*Brief*. Without any images, write the data out exactly as it appears.

*Task data*.
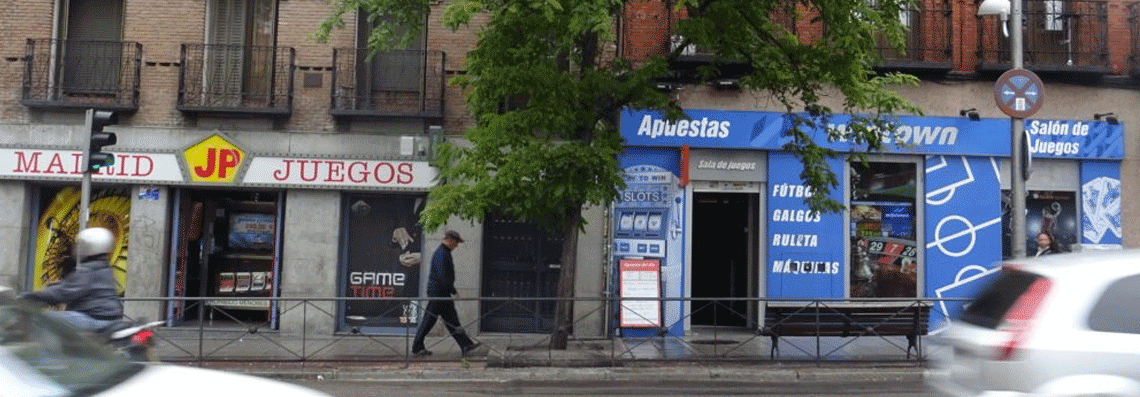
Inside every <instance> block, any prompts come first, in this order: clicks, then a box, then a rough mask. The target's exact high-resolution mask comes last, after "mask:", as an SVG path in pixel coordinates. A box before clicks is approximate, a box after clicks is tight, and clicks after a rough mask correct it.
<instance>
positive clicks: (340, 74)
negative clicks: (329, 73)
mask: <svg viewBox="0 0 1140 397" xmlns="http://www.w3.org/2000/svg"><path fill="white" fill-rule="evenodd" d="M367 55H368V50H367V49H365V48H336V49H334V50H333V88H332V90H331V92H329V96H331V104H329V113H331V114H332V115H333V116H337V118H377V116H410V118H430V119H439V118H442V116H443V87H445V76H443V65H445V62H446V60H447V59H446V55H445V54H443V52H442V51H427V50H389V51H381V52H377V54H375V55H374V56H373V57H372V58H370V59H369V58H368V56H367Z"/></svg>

*Solution to this problem*.
Inside every <instance> block, any prompts come first, in this order: clicks, then a box, then a rough mask. The target's exact high-resolution mask comes last, after "mask:", as an SVG path in pixel coordinates. A box before clicks is approximate, a box after clicks is tight, and clicks after a rough mask correct it.
<instance>
positive clicks: (340, 74)
negative clicks: (329, 73)
mask: <svg viewBox="0 0 1140 397" xmlns="http://www.w3.org/2000/svg"><path fill="white" fill-rule="evenodd" d="M367 55H368V50H367V49H365V48H336V49H334V50H333V88H332V90H331V92H329V96H331V104H329V113H331V114H332V115H333V116H337V118H377V116H410V118H430V119H439V118H442V116H443V87H445V76H443V65H445V62H446V60H447V59H446V55H445V54H443V52H442V51H427V50H389V51H381V52H377V54H375V55H374V56H373V57H372V58H370V59H369V58H368V56H367Z"/></svg>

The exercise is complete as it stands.